Direction 1:
Tally the lines in the listing below that contain the string "small". Reply with the number alone.
___ Extract to read ___
Posted by poeticnook on 2/04/2010 07:12:00 PM in
Pagudpud is on the northwest part of the Philippines facing the South China Sea and a 12-hour bus ride from Manila. Known for its big waves and strong winds that cater to both local and international surfing and sailboarding communities, this town is lined up with beach resorts that offer ample and relatively affordable accommodations. Peak season is from March to June so we got off peak rates when we visited.

We arrived at Jun and Carol's beach resort at 5 AM, it was a coin toss between this and Polaris but the latter took much longer to respond to my SMS so I opted for JCBC. We were assigned a room on the second floor. it had air conditioning, two double beds, a cable TV and a huge bathroom that's like half the size of the room; the rate was $35 for four persons.

After an hour of trying to sleep, we decided to go out and explore the city. We took the tricycle and checked out the market in the hopes of having a breakfast of local cuisine. Wednesday is market day at this place, we saw live curacha and other sea creatures.
___
Direction 2:
Summarize the post above about Pagudpud in two sentences.
___ Material supplied ___
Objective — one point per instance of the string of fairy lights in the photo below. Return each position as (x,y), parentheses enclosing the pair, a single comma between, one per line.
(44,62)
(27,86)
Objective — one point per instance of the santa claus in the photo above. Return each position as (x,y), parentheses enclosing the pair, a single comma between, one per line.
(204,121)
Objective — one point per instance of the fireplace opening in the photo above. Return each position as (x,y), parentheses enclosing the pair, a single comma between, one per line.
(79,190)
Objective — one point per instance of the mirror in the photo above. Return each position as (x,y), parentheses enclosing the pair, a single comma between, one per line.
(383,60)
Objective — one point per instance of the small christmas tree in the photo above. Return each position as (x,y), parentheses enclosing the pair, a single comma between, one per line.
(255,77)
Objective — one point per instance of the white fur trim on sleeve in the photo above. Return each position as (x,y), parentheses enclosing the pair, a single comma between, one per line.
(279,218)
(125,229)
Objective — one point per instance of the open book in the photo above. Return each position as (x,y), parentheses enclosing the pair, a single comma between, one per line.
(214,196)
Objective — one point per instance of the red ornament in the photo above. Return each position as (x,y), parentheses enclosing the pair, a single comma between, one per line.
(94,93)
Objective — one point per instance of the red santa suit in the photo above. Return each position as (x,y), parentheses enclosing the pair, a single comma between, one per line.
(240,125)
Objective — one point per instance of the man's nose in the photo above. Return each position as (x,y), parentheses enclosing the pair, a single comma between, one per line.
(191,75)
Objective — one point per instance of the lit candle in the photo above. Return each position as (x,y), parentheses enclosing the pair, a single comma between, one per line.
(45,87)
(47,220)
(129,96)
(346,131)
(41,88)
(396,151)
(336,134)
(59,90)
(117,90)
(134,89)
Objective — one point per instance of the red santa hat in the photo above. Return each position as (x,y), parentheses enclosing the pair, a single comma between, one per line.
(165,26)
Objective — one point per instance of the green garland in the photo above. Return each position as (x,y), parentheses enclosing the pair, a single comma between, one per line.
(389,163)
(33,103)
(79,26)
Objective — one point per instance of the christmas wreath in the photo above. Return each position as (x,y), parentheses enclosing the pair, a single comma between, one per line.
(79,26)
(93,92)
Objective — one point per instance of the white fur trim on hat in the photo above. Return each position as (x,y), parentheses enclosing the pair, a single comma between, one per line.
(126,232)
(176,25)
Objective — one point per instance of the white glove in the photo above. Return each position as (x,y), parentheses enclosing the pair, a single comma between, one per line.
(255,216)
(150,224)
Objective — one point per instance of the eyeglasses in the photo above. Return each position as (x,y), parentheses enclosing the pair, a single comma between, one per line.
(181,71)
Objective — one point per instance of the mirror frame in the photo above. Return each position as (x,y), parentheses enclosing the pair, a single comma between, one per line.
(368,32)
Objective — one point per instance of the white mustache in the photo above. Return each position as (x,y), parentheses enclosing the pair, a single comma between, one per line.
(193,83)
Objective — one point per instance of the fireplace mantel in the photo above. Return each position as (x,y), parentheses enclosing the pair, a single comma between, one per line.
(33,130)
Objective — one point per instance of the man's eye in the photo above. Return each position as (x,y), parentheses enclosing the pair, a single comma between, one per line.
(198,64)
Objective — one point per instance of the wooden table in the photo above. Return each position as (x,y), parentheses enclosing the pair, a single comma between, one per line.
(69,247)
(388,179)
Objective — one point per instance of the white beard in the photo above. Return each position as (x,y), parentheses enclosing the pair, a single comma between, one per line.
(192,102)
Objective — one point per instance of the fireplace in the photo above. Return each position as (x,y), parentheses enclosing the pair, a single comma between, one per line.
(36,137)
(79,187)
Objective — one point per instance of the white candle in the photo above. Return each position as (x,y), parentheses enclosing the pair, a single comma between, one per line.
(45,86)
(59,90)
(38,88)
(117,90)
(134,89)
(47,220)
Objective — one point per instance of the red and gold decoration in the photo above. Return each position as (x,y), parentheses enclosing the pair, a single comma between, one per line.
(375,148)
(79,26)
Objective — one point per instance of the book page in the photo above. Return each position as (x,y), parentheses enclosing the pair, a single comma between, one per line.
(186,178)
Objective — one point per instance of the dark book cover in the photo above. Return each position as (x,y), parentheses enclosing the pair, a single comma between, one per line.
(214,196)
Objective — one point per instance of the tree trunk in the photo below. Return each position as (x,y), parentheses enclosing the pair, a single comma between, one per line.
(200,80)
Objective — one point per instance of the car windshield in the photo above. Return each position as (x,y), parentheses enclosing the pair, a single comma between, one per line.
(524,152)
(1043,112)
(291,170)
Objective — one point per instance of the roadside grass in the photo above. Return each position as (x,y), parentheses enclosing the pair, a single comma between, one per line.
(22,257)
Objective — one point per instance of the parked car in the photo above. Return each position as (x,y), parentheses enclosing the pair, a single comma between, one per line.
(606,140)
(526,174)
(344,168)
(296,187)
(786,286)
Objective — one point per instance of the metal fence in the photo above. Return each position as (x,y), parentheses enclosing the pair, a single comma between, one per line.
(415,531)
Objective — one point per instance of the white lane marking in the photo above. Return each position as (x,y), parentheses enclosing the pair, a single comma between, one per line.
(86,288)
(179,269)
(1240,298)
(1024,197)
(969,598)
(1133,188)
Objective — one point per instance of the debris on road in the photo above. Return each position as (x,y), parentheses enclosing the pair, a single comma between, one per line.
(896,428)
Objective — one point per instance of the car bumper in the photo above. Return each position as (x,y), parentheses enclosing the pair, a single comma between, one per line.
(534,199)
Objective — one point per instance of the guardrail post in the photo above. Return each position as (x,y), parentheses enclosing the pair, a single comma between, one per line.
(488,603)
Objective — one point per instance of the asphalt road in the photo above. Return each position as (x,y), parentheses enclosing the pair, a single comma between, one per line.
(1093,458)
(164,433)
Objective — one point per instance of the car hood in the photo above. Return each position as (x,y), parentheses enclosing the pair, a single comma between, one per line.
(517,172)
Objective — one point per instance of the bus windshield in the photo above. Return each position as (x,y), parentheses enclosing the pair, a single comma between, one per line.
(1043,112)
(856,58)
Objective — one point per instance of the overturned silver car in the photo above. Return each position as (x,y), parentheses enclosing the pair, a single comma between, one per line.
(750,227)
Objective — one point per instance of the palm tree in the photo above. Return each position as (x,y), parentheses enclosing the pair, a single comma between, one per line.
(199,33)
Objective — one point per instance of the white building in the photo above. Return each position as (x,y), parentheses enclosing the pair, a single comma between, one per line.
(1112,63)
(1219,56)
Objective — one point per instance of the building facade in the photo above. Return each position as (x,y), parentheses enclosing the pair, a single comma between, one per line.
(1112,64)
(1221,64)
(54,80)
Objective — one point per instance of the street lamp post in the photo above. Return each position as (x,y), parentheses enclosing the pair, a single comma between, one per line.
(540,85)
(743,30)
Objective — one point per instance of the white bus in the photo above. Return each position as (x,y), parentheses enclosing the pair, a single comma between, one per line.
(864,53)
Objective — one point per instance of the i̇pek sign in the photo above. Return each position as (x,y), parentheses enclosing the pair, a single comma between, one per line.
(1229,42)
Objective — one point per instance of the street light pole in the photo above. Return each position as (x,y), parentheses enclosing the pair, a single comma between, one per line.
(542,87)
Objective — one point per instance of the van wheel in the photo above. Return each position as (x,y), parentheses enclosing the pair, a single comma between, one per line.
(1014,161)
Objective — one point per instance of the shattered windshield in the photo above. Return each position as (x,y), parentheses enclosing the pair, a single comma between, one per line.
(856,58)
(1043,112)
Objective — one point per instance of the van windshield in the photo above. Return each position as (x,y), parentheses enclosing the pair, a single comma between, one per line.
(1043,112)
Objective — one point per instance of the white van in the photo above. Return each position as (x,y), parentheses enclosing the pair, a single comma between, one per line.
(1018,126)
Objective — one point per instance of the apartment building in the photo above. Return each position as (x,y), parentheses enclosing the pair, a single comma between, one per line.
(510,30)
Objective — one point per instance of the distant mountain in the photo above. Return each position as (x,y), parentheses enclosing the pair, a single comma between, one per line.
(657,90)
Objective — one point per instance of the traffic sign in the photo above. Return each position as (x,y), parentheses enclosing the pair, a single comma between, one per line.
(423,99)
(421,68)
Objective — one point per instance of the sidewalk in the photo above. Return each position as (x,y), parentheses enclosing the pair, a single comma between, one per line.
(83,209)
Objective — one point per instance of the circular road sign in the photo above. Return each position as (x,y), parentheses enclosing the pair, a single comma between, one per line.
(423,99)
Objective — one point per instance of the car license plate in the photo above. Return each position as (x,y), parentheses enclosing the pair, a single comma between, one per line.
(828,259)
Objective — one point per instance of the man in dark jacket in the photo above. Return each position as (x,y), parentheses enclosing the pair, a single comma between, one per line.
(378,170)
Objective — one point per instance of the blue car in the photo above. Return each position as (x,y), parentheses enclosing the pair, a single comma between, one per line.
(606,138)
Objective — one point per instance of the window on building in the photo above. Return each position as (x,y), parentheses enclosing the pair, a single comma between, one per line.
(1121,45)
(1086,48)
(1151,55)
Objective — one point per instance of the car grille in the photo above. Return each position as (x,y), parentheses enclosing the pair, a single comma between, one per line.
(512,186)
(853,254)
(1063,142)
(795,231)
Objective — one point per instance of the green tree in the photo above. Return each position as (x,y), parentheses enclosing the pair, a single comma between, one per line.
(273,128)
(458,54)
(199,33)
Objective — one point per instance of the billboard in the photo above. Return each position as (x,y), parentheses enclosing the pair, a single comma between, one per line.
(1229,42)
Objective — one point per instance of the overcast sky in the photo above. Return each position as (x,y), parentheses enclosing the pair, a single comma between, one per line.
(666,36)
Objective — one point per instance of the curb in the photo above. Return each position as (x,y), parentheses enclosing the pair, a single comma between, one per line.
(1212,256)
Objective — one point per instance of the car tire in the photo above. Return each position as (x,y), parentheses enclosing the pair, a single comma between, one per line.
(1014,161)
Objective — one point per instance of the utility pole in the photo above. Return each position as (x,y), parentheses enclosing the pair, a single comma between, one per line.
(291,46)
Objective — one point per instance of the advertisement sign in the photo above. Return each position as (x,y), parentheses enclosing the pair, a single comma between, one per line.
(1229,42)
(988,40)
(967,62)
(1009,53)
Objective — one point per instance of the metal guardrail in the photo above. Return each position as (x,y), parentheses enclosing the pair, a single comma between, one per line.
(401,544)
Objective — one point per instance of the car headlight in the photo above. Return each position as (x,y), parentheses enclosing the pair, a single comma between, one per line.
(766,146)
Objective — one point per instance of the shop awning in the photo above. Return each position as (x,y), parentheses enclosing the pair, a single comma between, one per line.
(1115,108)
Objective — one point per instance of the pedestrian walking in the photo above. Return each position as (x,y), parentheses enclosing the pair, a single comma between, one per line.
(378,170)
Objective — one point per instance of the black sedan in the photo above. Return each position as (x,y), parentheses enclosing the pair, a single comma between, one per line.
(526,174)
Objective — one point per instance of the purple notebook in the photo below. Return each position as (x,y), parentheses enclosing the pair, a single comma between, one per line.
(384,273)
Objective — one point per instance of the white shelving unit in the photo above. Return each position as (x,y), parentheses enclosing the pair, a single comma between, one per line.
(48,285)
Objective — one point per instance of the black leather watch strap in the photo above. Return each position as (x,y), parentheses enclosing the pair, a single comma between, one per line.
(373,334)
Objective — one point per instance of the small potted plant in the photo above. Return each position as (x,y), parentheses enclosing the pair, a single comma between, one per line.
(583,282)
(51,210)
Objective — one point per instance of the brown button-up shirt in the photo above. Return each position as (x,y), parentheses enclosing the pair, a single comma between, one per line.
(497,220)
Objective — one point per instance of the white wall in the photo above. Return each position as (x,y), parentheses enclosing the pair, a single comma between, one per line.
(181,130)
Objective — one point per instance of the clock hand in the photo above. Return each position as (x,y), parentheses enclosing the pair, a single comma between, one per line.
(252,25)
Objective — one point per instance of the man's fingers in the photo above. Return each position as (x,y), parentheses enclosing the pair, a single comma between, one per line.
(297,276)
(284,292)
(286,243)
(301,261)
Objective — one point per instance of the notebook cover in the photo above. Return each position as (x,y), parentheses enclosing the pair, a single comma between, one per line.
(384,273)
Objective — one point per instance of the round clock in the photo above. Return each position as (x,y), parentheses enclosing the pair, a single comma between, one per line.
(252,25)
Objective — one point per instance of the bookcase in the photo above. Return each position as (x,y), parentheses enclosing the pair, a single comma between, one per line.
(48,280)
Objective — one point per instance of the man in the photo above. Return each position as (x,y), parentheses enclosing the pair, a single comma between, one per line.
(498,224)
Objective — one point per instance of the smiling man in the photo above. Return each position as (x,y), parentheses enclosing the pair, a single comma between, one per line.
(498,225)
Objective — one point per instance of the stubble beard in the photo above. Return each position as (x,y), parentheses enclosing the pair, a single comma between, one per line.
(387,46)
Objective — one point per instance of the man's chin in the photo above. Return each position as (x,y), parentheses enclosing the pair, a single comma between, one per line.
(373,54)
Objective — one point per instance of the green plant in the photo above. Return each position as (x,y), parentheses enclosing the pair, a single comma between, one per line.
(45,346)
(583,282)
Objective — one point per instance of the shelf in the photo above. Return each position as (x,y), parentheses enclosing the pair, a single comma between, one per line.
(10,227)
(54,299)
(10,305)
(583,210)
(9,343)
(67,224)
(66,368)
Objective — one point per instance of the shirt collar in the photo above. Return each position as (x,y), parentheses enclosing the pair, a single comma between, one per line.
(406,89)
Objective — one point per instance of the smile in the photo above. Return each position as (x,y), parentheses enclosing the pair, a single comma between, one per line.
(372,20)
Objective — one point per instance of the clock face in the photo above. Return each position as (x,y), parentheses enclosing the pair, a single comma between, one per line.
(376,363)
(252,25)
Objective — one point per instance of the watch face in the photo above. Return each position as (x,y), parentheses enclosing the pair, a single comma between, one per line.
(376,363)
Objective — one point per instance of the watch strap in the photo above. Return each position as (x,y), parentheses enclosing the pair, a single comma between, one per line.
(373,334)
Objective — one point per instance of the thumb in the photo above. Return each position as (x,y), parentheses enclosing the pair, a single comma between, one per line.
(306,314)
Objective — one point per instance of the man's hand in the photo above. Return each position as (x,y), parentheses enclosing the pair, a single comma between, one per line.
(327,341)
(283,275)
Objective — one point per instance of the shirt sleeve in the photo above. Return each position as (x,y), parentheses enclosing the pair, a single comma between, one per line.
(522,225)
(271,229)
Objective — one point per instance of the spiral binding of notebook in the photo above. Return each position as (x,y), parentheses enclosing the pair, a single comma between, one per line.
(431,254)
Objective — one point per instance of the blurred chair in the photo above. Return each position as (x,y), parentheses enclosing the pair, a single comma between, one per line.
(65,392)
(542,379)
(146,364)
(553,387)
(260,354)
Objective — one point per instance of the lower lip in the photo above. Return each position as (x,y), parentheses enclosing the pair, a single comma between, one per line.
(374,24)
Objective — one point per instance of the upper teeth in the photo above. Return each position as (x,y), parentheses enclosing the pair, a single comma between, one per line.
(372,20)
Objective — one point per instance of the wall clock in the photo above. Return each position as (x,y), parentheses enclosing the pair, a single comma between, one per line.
___
Correct response 1:
2

Correct response 2:
Pagudpud, a town in the northwest Philippines about a 12-hour bus ride from Manila, is known for big waves and strong winds that attract surfers and sailboarders, and it is lined with relatively affordable beach resorts. Visiting off-peak, the writer's group took a $35 air-conditioned room for four at Jun and Carol's beach resort, then rode a tricycle to the Wednesday market, where they saw live curacha and other sea creatures.